INSTRUCTIONS TO FOLLOW: With the pictures omitted, write out the entries that follow exactly as they stand.

RECORDS FOR THIS EXERCISE:
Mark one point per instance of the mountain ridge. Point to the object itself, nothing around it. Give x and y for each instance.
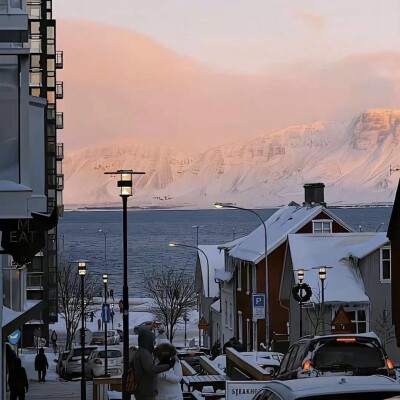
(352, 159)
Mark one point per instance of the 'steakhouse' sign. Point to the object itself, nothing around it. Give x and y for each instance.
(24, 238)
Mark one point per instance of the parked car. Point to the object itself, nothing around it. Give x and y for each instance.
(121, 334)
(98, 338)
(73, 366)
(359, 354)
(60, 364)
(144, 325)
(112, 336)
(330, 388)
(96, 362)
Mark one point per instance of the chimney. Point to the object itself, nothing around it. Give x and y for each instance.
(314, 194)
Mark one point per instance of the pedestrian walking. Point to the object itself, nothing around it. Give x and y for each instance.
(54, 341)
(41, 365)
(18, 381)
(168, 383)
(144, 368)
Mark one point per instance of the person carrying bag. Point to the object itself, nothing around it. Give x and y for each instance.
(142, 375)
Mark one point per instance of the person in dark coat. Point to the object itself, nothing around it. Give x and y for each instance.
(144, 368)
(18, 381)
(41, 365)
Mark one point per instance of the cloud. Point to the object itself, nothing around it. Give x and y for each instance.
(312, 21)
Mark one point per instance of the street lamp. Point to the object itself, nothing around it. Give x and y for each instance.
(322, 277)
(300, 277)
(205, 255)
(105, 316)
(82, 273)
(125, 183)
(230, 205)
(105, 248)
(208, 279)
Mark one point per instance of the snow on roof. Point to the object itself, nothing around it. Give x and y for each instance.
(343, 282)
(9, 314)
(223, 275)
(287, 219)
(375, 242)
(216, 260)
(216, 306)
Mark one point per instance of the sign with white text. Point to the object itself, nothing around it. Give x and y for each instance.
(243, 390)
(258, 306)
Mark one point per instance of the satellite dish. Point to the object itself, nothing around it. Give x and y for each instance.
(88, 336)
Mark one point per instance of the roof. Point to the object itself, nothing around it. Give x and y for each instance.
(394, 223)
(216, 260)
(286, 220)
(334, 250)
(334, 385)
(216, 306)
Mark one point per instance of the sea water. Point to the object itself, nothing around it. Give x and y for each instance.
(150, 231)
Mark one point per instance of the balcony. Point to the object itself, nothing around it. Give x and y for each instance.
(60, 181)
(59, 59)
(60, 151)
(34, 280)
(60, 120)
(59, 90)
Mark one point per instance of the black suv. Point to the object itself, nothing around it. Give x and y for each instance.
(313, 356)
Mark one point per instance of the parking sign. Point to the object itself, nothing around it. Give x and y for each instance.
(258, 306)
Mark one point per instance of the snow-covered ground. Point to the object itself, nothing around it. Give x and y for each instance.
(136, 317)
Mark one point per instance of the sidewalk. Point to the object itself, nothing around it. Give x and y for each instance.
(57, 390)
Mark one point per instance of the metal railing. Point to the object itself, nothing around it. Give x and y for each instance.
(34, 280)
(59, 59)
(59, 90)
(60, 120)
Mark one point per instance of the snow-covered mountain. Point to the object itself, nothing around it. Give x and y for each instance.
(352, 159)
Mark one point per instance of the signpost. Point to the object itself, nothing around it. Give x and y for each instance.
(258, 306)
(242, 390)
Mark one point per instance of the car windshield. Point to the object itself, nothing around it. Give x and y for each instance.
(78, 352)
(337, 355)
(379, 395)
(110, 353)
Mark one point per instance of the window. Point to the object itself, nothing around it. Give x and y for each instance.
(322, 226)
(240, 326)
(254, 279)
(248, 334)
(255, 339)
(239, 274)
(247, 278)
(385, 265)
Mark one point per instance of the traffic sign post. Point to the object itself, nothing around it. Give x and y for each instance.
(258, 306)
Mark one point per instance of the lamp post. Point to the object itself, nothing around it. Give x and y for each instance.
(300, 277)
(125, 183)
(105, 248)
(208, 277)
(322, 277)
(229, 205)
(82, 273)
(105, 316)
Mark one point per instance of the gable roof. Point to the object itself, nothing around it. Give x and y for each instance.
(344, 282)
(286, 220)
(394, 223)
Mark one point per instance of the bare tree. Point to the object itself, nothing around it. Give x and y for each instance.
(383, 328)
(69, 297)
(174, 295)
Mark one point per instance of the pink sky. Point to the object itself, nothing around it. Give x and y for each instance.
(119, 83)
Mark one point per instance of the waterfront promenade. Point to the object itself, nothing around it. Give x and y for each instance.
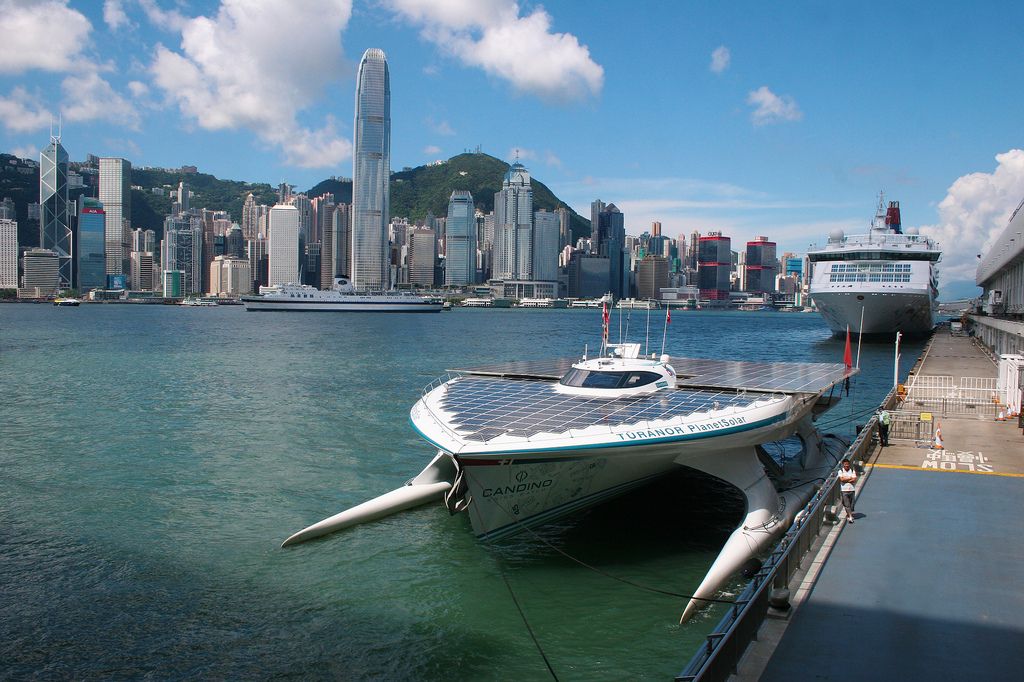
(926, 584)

SOLUTION TO THE EXERCISE:
Mark one point per instance of the mountain ridge. Point to the object itself, nothing around it. Give x and y for each instance.
(352, 159)
Mark one point per instance of the 'steakhouse' sign. Point to the object itself, nothing around it. Give x and y for each instance.
(24, 238)
Mark one point per instance of the parked car. Point to the object itself, nothing around it. Give x and y for each instance.
(121, 334)
(98, 338)
(73, 366)
(359, 354)
(60, 364)
(144, 325)
(112, 336)
(330, 388)
(96, 362)
Mark one point per instance of the chimney. Point to the object itself, nothing around it. Give x and y for each instance.
(314, 194)
Mark one point per instance of the pedestrian walking. Point to the object itself, nothing around it. Give x and y for each instance.
(54, 341)
(41, 365)
(18, 381)
(168, 383)
(144, 368)
Mark one point per instance of the person carrying bag. Point to the object itself, nothing around it. Give x and y for each instance.
(142, 375)
Mark one point per instance of the person in dark coat. Point to the object itself, nothing around it. Give x and y for each instance.
(144, 368)
(18, 381)
(41, 365)
Mark one point per instance of the cloud. Point to the object itself, nothing around it. Give x and y for each instance.
(312, 21)
Mark one point per instance of the street lamp. Point to the object itself, nothing around it. Give x and y for each instance.
(322, 277)
(300, 277)
(205, 255)
(105, 316)
(82, 273)
(125, 183)
(230, 205)
(105, 248)
(208, 279)
Mark one point per instance of the snow on roof. Point to the object itself, nothing around it. Give x and y for each instance.
(343, 282)
(9, 314)
(223, 275)
(287, 219)
(375, 242)
(216, 260)
(216, 306)
Mark one point per instance of the sign with white text. Point to the object itself, nothing around it. Give x and y for each instance.
(243, 390)
(258, 306)
Mark one point per instance of the satellite dish. Point to the object itself, nothing around it. Give x and y for each instance.
(88, 336)
Mark one point per instance of the roof. Point to the object itself, nothing around it. Give x and y for each instance.
(394, 223)
(216, 260)
(286, 220)
(334, 250)
(334, 385)
(216, 306)
Mark one point per instance of the sea water. Point to the object itself, nothing around it. Give x and y for each instance.
(150, 231)
Mark one point per instance of the balcony. Point to the object itself, nothing around it. Give x and y for each instance.
(60, 181)
(59, 59)
(60, 151)
(34, 280)
(60, 120)
(59, 90)
Mark one point per instance of the black suv. Point to the object itself, nothing around it. Give x and y for each instance.
(313, 356)
Mark one point per instance of the parking sign. Point to the object itself, nothing around it. Give x and y for each instance.
(258, 306)
Mark one point per instance of the snow-covered ground. Point to the object itself, nothing around it. Give x and y for each instance.
(136, 317)
Mark one point per instance of the sidewalk. Point to the object itself, nothing around it. Give x and y for each instance.
(57, 390)
Mark one point per instance of the metal railing. Point to the object itself, nothing around it. Give x and y for each instance.
(34, 280)
(59, 59)
(59, 90)
(60, 120)
Mark one point per instance of the snow-covered mountain. Point to the object itself, nothing around it. Give x and y for each instance.
(352, 159)
Mark one point per instance of the signpost. Point to the object itself, nothing around it. Give x and y for each instance.
(258, 306)
(242, 390)
Mark one point per instance of the car windshield. Point to the object itself, nothing around it. Give x and y for each instance.
(78, 352)
(337, 355)
(379, 395)
(110, 353)
Mark one point per instance of the window. Point to the object itself, nothing around it. Give x and y for each instance.
(322, 226)
(240, 326)
(254, 279)
(248, 334)
(255, 339)
(239, 274)
(247, 278)
(385, 265)
Mark one point per instance of the traffic sign post. Point to the object itself, nothing around it. Give x and y for each instance.
(258, 306)
Mark one point per instance of the lamp post. Point to the object itself, nothing around it. Give x and y for each instance.
(300, 277)
(125, 183)
(105, 248)
(208, 277)
(322, 277)
(229, 205)
(82, 273)
(105, 316)
Mark one point per instance of the gable roof. Point to the object itself, nothing around it. Give x and y for each instance.
(344, 282)
(286, 220)
(394, 223)
Mark one point per instance of the bare tree. Point to the object itself, nothing around it. Give x and y for each instance.
(383, 328)
(69, 297)
(174, 295)
Mark one point per instance of the pink sky. Point to the object itself, nothing around it. Give x and y for each instance.
(119, 83)
Mark one point per instance of the waterfront promenade. Point to the object itself, nothing around it. Give x and y for each instance.
(926, 584)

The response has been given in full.